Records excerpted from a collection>
________________
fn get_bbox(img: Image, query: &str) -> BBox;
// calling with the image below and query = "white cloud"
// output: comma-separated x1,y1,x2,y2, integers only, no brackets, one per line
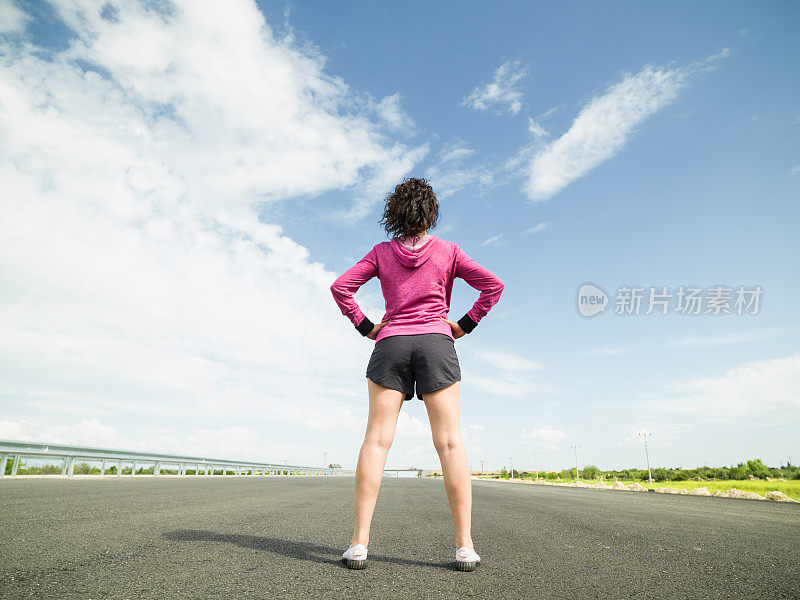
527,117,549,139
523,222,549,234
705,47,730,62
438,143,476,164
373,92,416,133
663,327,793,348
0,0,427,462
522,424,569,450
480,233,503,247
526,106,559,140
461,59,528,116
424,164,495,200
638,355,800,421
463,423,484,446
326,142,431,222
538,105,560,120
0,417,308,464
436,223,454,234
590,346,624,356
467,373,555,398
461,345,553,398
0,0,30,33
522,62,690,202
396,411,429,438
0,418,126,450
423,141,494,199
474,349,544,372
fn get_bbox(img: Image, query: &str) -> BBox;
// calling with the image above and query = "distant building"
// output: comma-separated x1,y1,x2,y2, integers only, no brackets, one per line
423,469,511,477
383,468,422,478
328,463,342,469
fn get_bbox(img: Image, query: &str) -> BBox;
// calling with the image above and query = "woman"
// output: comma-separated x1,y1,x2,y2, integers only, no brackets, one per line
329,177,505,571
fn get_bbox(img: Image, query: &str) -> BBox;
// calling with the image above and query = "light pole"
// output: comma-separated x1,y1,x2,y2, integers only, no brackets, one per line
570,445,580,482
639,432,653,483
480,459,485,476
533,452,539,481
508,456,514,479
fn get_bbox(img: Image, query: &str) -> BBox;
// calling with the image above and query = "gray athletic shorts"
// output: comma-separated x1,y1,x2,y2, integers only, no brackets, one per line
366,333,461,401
________________
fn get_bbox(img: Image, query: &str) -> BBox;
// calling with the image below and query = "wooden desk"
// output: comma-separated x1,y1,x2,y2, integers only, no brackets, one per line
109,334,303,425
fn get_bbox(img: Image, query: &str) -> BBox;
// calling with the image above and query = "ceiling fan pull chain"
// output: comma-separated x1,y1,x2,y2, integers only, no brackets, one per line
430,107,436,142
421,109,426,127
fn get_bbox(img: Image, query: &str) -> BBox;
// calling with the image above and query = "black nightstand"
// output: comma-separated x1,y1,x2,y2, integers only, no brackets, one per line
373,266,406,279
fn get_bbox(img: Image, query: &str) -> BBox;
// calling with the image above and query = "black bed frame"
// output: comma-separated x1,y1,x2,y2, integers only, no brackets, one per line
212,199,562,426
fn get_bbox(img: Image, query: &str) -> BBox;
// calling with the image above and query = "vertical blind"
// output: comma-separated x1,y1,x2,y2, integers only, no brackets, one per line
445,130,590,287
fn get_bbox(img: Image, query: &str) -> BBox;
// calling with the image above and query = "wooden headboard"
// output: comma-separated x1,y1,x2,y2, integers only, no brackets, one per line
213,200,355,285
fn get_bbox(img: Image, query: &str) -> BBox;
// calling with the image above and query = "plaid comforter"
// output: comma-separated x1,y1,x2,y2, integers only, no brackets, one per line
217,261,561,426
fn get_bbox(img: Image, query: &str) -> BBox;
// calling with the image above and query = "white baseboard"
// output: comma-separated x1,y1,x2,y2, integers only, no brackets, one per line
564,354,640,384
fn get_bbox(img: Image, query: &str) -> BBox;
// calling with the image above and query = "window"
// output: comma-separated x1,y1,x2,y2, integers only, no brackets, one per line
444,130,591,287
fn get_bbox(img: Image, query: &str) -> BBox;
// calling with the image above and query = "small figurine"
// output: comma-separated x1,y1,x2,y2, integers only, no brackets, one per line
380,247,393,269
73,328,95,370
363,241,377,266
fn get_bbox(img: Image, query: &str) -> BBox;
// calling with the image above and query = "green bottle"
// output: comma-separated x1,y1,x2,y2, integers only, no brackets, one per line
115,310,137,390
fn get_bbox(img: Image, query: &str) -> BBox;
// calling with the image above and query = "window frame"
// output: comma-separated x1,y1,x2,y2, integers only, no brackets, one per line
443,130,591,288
________________
What needs to be done> From the data above, pick out each line containing "frame" and copy it.

Answer>
// calling with the image above and query = "black bed frame"
// calling with the image above and query = "window frame"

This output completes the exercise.